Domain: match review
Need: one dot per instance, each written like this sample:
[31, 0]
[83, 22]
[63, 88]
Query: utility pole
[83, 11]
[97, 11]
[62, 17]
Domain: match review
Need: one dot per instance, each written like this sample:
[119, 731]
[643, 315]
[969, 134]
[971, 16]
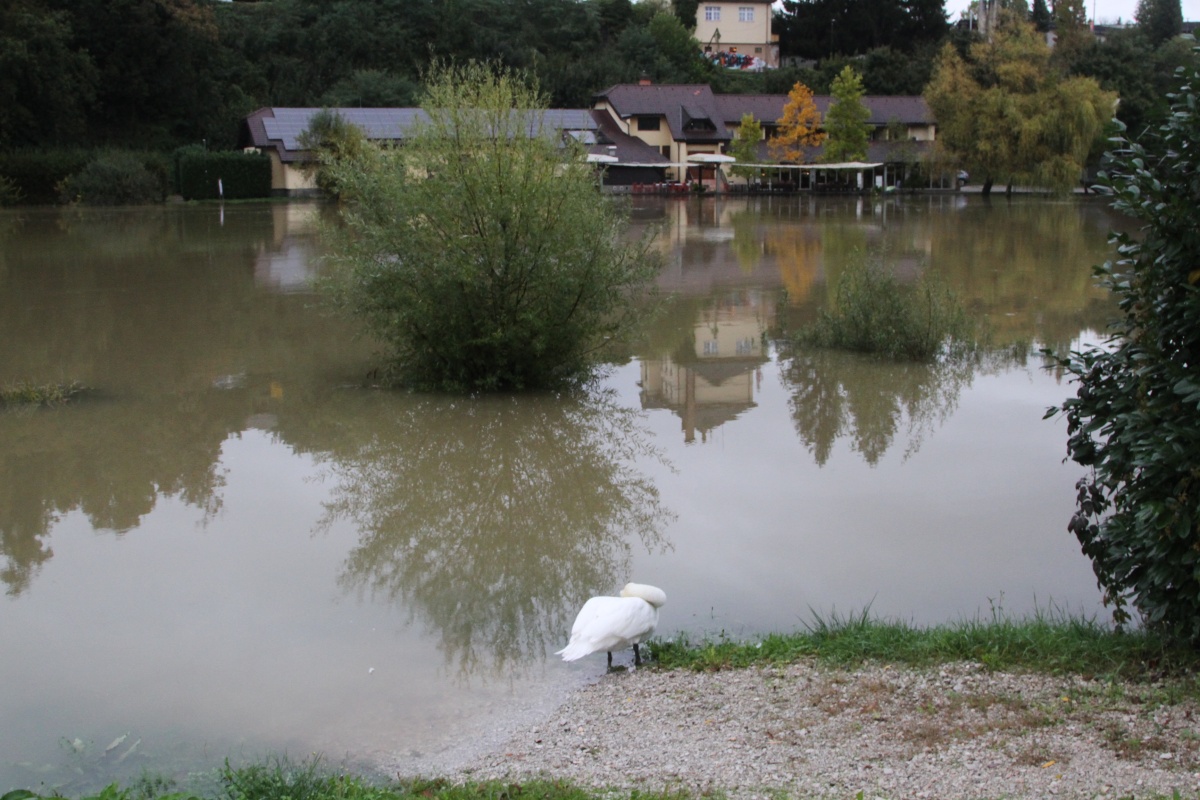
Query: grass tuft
[1045, 642]
[25, 394]
[876, 313]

+===+

DESCRIPTION OF THE TASK — Please give back all the records above word for word, with no pictures included.

EXERCISE ANSWER —
Domain: match review
Need: one dot per instance, each written like this sample:
[31, 0]
[83, 22]
[63, 88]
Query: utility pole
[83, 11]
[97, 11]
[62, 17]
Domain: match review
Need: one dot per instance, each written like this sample:
[119, 731]
[643, 315]
[969, 134]
[971, 16]
Query: grass tuft
[1045, 642]
[25, 394]
[876, 313]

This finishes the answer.